### Source text

Accommodating Your Schedule
Some studies only require a single visit, while others require many visits over a longer period of time. Study visits can also vary in length — one study might only require a quick blood draw, while another may require several hours of testing. Ask the research team about the time commitment for the trial so you know how many visits you will need to make and how long they will last.
If the trial is taking place at your care center, the research team can coordinate with your CF care team so that you can do the study visit and your regular quarterly visit on the same day. Appointments can be moved to the beginning or end of the day to accommodate your work schedule.
If you believe there are other obstacles to participating, your research team might be able to engage in some creative problem-solving with you. For example, some parents have had problems with schools allowing time off for children with CF to participate in clinical trials. If that is the case, your care center doctor can send a letter to the school stating why the children need to participate.
Traveling to a Different Care Center
Some trials may take place at your usual care center, but other trials are happening at different care centers all over the country. You can ask to participate in any clinical trial you qualify for, regardless of location.
If you choose to participate in a trial that is farther away, you'll need to think about travel to the study site:
- Will you drive, fly, or take other transportation to get there?
- Will you need to stay overnight in a hotel?
- Will you need to take time off from work?
- Will you need child care during the study visit?

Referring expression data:
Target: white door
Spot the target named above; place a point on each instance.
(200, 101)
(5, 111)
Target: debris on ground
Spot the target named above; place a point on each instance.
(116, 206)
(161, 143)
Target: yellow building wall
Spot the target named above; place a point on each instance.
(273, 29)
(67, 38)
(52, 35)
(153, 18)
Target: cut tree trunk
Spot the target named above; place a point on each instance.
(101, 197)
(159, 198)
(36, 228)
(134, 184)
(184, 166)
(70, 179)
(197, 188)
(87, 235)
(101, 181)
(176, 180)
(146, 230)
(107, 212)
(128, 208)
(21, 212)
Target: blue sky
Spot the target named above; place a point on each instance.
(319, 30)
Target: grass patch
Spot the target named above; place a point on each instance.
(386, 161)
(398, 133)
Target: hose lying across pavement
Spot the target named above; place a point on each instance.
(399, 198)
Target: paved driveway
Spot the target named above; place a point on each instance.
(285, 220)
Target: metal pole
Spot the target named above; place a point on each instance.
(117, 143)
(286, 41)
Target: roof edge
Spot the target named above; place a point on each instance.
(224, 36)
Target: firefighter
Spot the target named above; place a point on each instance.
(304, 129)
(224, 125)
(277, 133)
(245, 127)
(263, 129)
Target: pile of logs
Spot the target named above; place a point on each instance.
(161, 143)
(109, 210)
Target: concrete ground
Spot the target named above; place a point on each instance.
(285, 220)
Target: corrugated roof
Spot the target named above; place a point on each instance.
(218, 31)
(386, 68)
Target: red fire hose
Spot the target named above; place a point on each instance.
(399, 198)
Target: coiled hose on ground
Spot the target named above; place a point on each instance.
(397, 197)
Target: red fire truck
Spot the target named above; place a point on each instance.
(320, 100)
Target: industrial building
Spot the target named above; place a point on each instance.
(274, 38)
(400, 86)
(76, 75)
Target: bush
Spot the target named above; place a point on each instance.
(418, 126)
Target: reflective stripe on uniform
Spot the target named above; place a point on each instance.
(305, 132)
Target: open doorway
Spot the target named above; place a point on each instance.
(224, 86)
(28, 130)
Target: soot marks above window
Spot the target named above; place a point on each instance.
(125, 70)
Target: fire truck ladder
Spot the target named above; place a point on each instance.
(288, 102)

### Set of tasks
**A.** Translate this sentence from the clinical trials text into Spanish: "You can ask to participate in any clinical trial you qualify for, regardless of location."
**B.** Copy the clinical trials text word for word from "If you choose" to "in a hotel?".
These entries come from a separate source.

### Results of the tasks
**A.** Puede pedir participar en cualquier ensayo clínico para el que reúna los requisitos, independientemente de la ubicación.

**B.**
If you choose to participate in a trial that is farther away, you'll need to think about travel to the study site:
- Will you drive, fly, or take other transportation to get there?
- Will you need to stay overnight in a hotel?